::: Supplied data
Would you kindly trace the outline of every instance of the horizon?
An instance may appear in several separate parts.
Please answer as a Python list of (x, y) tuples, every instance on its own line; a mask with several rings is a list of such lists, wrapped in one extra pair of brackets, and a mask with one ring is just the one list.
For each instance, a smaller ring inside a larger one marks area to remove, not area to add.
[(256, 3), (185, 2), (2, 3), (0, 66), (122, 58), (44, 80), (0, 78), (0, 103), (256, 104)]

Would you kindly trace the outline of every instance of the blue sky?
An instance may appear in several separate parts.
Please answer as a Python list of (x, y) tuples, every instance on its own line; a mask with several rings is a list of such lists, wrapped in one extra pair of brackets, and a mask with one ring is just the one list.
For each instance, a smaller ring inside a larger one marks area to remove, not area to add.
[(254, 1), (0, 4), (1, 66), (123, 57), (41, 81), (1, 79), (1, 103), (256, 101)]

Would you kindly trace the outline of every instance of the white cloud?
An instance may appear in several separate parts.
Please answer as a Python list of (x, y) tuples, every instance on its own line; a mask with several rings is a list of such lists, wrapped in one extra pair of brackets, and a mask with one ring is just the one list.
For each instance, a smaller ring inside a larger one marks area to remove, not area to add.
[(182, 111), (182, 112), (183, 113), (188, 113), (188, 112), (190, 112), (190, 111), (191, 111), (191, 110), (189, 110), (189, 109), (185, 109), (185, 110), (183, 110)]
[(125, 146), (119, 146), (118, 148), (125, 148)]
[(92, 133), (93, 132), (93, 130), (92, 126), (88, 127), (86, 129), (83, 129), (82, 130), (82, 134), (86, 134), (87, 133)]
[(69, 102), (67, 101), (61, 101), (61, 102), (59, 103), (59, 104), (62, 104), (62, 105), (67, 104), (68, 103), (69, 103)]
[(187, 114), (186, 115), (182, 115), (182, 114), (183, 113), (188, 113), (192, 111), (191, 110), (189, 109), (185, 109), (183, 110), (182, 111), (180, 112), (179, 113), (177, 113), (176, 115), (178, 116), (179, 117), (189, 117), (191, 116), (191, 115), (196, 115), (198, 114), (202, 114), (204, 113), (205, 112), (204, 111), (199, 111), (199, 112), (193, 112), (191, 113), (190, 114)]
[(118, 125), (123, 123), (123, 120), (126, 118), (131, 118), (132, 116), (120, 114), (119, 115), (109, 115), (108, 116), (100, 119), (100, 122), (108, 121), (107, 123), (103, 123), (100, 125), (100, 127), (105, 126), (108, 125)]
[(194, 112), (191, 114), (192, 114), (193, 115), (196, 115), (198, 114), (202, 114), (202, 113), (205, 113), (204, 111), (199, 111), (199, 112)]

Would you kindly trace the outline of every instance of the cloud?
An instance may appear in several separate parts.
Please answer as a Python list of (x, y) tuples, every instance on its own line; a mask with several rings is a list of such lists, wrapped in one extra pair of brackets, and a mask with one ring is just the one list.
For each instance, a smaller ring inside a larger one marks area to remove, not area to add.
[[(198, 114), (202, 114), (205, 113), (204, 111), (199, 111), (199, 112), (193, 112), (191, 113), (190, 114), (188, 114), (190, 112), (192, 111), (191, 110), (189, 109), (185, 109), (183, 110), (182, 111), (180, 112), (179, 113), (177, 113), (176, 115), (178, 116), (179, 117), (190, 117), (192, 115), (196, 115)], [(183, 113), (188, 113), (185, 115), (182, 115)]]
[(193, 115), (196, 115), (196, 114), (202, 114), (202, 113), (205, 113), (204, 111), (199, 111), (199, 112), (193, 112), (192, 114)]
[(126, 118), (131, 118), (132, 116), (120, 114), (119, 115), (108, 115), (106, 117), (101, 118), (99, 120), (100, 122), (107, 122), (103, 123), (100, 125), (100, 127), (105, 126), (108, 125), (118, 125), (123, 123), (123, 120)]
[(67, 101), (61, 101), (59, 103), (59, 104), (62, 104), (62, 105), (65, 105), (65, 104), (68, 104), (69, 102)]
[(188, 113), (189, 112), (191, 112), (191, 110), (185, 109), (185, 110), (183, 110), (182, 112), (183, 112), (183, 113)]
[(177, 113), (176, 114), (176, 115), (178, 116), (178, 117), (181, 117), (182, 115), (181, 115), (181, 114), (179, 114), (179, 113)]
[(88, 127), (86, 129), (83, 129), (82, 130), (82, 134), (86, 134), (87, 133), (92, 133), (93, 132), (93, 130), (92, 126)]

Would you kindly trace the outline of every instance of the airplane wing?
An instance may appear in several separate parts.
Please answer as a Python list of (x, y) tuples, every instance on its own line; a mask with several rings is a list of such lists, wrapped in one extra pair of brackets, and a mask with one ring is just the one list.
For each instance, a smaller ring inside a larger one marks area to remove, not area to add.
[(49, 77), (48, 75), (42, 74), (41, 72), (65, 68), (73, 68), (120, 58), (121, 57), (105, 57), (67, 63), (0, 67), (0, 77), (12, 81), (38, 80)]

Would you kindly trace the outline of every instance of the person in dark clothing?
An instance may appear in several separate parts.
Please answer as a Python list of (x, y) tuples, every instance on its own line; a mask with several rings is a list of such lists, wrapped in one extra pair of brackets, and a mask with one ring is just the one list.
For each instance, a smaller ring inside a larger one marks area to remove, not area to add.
::::::
■ What is needed
Reproduce every row above verbatim, keeping each character and line break unchanged.

■ Written solution
Would you kindly trace the outline of every instance of the horizon?
An instance may appear in several separate parts.
Please answer as a Python list of (x, y) tuples, every instance on its own line; a mask with several rings is a list of such lists, wrapped in one extra pair of brackets, and a mask with one ring is just the one list.
For each instance, a smaller ring inside a larger one marks area to remove, not area to add.
[(256, 3), (185, 2), (2, 3), (0, 66), (122, 58), (44, 80), (0, 78), (0, 103), (256, 104)]

Would you kindly trace the outline of every instance of the blue sky?
An instance may appear in several separate parts.
Please answer as a Python list of (x, y) tuples, every instance on its own line; a mask with several rings is a list of such lists, wrapped in one extra pair of brackets, and a mask with one ring is just the one list.
For each instance, a smaller ring inside a larger one marks area to remove, not area to add.
[(254, 1), (0, 4), (1, 66), (123, 57), (41, 81), (1, 79), (1, 103), (256, 101)]

Would you kindly trace the outline of every instance of the white cloud?
An instance may appear in several separate parts.
Please answer as a Python list of (x, y) tuples, every instance on its own line; a mask with several rings is a list of such lists, wrapped in one extra pair of brackets, and a mask with one ring is just the one list.
For each instance, a smaller ring inside a larger one marks area to remove, not area to add.
[(182, 111), (182, 112), (183, 113), (188, 113), (188, 112), (190, 112), (190, 111), (191, 111), (191, 110), (189, 110), (189, 109), (185, 109), (185, 110), (183, 110)]
[(125, 146), (119, 146), (118, 148), (125, 148)]
[(92, 133), (93, 132), (93, 130), (92, 126), (88, 127), (86, 129), (83, 129), (82, 130), (82, 134), (86, 134), (87, 133)]
[(69, 102), (67, 101), (61, 101), (61, 102), (59, 103), (59, 104), (62, 104), (62, 105), (67, 104), (68, 103), (69, 103)]
[(187, 114), (186, 115), (182, 115), (182, 114), (183, 113), (188, 113), (192, 111), (191, 110), (189, 109), (185, 109), (183, 110), (182, 111), (180, 112), (179, 113), (177, 113), (176, 115), (178, 116), (179, 117), (189, 117), (191, 116), (191, 115), (196, 115), (198, 114), (202, 114), (204, 113), (205, 112), (204, 111), (199, 111), (199, 112), (193, 112), (191, 113), (190, 114)]
[(118, 125), (123, 123), (123, 120), (126, 118), (131, 118), (132, 116), (120, 114), (119, 115), (109, 115), (108, 116), (100, 119), (100, 122), (108, 121), (107, 123), (103, 123), (100, 125), (100, 127), (105, 126), (108, 125)]
[(194, 112), (191, 114), (192, 114), (193, 115), (196, 115), (198, 114), (202, 114), (202, 113), (205, 113), (204, 111), (199, 111), (199, 112)]

Would you kindly trace the outline of every instance of the cloud?
An instance may appear in several separate parts.
Please answer as a Python list of (x, y) tuples, every instance on its own line; a mask with several rings is a list of such lists, wrapped in one extra pair of brackets, and a mask with one ring is just the one list.
For each instance, a smaller ring inside a larger one marks area to remove, not area to add.
[[(198, 114), (202, 114), (205, 113), (204, 111), (199, 111), (199, 112), (193, 112), (191, 113), (190, 114), (188, 114), (190, 112), (192, 111), (191, 110), (189, 109), (185, 109), (183, 110), (182, 111), (180, 112), (179, 113), (177, 113), (176, 115), (178, 116), (179, 117), (190, 117), (192, 115), (196, 115)], [(183, 113), (188, 113), (185, 115), (182, 115)]]
[(193, 115), (196, 115), (196, 114), (202, 114), (202, 113), (205, 113), (204, 111), (199, 111), (199, 112), (193, 112), (192, 114)]
[(126, 118), (131, 118), (132, 116), (120, 114), (119, 115), (108, 115), (106, 117), (101, 118), (99, 120), (100, 122), (107, 122), (103, 123), (100, 125), (100, 127), (105, 126), (108, 125), (118, 125), (123, 123), (123, 120)]
[(67, 101), (61, 101), (59, 103), (59, 104), (62, 104), (62, 105), (65, 105), (65, 104), (68, 104), (69, 102)]
[(188, 113), (189, 112), (191, 112), (191, 110), (185, 109), (185, 110), (183, 110), (182, 112), (183, 112), (183, 113)]
[(177, 113), (176, 114), (176, 115), (178, 116), (178, 117), (181, 117), (182, 115), (181, 115), (181, 114), (179, 114), (179, 113)]
[(88, 127), (86, 129), (83, 129), (82, 130), (82, 134), (86, 134), (87, 133), (92, 133), (93, 132), (93, 130), (92, 126)]

Would you kindly trace the outline of every instance of the airplane wing?
An instance may appear in several separate parts.
Please answer as a Python list of (x, y) tuples, every instance on its own line; a mask with several rings is a list of such lists, wrapped in one extra pair of brackets, and a mask with one ring is just the one list.
For each instance, a smaller ring inside a larger one marks area to remove, not area to add.
[(49, 77), (48, 75), (42, 74), (41, 72), (65, 68), (73, 68), (120, 58), (121, 57), (105, 57), (67, 63), (0, 67), (0, 77), (12, 81), (38, 80)]

Would you kindly trace the outline of every instance of the person in dark clothing?
An instance may appear in several separate parts.
Please answer as a Python list of (x, y) tuples, every instance on its own line; a mask with several rings is a list of such lists, wrapped in one extra pair of brackets, and a mask with one ring is just the one list.
For each instance, a smaller ring inside a larger one marks area to remove, not area to add.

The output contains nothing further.